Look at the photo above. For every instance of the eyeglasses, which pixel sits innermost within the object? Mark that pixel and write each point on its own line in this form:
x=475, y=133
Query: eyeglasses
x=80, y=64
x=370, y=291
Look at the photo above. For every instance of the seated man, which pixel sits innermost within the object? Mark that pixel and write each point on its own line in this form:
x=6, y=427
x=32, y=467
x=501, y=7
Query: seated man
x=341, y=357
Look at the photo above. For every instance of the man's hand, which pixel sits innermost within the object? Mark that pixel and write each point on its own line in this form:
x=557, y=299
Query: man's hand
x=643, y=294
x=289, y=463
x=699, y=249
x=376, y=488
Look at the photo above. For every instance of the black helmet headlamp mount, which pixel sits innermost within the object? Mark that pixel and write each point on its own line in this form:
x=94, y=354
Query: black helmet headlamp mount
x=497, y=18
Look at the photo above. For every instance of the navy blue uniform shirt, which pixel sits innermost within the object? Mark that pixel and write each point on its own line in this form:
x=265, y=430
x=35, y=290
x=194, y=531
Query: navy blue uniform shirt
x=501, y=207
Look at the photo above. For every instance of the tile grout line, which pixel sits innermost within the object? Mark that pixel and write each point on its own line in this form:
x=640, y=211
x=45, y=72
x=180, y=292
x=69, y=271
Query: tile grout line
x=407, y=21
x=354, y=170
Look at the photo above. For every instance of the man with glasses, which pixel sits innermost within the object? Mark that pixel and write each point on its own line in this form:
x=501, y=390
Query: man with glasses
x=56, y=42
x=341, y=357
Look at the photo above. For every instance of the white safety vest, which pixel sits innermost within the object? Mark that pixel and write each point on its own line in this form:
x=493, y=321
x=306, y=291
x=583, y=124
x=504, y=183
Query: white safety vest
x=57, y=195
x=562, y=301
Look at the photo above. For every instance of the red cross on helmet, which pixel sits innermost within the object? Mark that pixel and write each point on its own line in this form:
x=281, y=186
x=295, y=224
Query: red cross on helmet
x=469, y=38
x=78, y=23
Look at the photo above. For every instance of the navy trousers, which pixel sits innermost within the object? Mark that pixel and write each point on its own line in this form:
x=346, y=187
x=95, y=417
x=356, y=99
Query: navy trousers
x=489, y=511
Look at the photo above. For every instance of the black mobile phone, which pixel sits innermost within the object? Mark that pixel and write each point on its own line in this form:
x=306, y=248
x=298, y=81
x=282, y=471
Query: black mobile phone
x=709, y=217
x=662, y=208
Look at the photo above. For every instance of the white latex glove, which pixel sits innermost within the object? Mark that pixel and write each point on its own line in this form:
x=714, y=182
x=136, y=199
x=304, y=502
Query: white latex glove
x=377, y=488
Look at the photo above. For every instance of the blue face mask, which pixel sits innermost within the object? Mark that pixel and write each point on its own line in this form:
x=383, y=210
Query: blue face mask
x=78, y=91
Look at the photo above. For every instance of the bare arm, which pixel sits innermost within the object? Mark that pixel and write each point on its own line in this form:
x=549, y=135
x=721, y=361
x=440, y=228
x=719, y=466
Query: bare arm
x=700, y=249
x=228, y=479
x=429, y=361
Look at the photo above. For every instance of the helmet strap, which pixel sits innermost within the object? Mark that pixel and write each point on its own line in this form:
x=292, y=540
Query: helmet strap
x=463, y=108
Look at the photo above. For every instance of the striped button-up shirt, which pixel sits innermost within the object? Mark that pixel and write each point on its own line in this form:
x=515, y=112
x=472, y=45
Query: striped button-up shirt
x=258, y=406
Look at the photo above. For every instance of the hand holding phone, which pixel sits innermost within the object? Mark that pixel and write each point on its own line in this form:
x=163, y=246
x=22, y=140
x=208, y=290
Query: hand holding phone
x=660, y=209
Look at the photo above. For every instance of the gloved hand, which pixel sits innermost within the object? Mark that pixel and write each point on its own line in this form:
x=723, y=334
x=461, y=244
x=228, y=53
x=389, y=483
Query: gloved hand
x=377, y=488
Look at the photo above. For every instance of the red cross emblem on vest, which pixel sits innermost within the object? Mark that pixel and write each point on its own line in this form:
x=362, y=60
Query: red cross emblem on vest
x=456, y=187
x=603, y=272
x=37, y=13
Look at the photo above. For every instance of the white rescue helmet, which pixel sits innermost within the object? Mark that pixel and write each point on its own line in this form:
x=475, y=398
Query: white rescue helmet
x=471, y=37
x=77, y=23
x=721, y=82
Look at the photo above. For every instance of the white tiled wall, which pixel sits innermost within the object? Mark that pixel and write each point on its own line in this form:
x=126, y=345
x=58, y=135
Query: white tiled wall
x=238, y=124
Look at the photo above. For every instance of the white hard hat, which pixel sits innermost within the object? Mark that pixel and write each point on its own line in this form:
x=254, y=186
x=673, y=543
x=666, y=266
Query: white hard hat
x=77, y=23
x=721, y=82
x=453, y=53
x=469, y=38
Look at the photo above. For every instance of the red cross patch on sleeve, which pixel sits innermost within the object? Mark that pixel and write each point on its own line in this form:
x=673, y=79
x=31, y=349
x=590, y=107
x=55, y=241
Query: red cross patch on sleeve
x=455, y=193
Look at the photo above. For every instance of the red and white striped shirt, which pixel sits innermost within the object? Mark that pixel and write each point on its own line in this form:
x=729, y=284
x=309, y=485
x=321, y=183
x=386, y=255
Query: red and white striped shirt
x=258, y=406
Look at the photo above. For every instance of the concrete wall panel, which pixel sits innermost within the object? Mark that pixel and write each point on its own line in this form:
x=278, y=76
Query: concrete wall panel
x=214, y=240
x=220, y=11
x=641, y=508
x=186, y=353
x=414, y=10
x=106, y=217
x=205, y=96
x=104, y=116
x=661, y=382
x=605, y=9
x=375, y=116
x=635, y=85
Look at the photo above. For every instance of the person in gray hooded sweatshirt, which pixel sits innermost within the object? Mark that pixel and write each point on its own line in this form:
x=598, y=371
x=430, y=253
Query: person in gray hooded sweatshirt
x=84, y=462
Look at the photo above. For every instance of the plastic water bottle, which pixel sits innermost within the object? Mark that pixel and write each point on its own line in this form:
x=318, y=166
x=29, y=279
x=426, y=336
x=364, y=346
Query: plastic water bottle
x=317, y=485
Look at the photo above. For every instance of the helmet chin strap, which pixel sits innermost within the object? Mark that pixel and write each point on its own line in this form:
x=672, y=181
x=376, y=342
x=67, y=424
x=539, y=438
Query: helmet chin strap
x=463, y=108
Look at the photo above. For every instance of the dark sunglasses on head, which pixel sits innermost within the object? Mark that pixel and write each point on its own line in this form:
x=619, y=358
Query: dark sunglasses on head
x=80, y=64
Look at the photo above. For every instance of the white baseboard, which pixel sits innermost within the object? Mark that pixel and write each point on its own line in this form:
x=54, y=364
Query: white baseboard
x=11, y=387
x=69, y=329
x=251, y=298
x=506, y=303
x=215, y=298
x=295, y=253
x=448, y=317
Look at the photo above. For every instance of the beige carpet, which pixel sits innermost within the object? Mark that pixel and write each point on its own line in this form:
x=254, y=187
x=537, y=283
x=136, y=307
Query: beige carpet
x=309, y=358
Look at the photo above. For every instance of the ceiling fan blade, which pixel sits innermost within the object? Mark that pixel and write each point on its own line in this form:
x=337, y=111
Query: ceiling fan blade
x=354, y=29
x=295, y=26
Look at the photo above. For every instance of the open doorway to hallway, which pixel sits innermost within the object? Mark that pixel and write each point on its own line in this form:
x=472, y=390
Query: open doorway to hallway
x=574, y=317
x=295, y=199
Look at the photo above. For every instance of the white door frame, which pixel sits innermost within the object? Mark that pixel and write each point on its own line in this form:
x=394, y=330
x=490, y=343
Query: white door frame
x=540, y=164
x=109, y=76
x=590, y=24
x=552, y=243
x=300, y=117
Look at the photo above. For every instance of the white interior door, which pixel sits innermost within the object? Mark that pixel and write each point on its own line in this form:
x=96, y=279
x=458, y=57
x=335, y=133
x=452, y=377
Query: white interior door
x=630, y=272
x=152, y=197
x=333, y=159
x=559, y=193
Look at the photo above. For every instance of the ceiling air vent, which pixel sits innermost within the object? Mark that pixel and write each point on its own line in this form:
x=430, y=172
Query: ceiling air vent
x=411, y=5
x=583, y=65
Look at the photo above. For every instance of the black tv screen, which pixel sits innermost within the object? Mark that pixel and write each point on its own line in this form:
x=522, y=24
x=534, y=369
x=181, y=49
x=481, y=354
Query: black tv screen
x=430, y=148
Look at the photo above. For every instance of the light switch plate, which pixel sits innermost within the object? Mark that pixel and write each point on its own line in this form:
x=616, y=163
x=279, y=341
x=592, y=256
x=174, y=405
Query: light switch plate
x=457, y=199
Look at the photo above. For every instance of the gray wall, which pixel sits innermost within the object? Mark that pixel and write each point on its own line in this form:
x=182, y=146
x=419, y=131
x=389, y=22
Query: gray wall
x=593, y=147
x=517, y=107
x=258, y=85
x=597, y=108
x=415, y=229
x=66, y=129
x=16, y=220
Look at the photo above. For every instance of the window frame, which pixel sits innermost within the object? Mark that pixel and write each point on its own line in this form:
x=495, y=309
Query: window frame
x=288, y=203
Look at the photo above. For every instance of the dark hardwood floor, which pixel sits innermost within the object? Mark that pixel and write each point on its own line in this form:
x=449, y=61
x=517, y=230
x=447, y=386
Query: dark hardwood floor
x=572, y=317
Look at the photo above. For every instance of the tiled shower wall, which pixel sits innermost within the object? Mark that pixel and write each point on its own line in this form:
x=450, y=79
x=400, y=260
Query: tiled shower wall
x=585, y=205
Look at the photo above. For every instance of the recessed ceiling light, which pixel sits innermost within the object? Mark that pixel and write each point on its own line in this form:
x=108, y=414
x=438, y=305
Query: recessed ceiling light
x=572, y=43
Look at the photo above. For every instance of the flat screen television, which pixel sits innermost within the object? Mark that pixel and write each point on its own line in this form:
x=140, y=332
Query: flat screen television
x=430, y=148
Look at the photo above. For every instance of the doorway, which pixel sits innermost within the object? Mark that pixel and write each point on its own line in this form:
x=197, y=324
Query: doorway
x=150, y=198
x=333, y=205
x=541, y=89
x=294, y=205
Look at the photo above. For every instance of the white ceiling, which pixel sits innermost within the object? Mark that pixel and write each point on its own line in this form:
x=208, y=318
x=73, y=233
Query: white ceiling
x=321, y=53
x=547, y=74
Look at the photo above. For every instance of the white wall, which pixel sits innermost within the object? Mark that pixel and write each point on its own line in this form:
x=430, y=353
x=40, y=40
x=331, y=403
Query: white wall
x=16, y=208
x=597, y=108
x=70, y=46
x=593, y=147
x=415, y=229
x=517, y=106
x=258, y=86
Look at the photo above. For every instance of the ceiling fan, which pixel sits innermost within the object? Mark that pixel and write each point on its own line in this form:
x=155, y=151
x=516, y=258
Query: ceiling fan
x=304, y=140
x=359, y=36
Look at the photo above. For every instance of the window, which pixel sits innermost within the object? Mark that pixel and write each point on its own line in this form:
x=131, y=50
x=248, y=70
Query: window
════
§ **Directions for this task**: Copy the material between the lines holding "Look at the photo above. For every instance of the light" and "x=585, y=205", inclusive, keeping every line. Scale only the answer point coordinates by 0.2 and round each to a whole number with halves rounded up; leave all other numbers unchanged.

§ **Response to this exercise**:
Look at the photo above. For every instance of the light switch plate, which pixel sits innermost within the object? Mark that pixel and write each point on its own line in this form:
x=616, y=163
x=279, y=341
x=592, y=256
x=174, y=405
Query: light switch plate
x=91, y=40
Look at the photo above. For every instance of the gray wall, which pixel sits innermost within the object? Mark that pixel and write each point on its own line in this form:
x=182, y=146
x=419, y=131
x=389, y=22
Query: gray wall
x=119, y=29
x=103, y=21
x=52, y=17
x=119, y=22
x=83, y=46
x=13, y=26
x=3, y=44
Look at the photo above. For every instance of the window frame, which pixel sits innermost within the object? Mark that pixel and write each point on its own line in this form:
x=495, y=309
Query: window frame
x=58, y=41
Look at the photo above. For every instance of the dark hardwood floor, which pixel sits innermost within the object? Mark that pixel and write each point on its own line in this form:
x=449, y=61
x=517, y=230
x=447, y=386
Query: dark hardwood floor
x=114, y=63
Look at the photo above. For every instance of the tiled shower wall, which pixel sits innermost within the object? Mark that pixel and write each point on its own line in this form:
x=450, y=79
x=400, y=260
Query: tiled shower wall
x=117, y=41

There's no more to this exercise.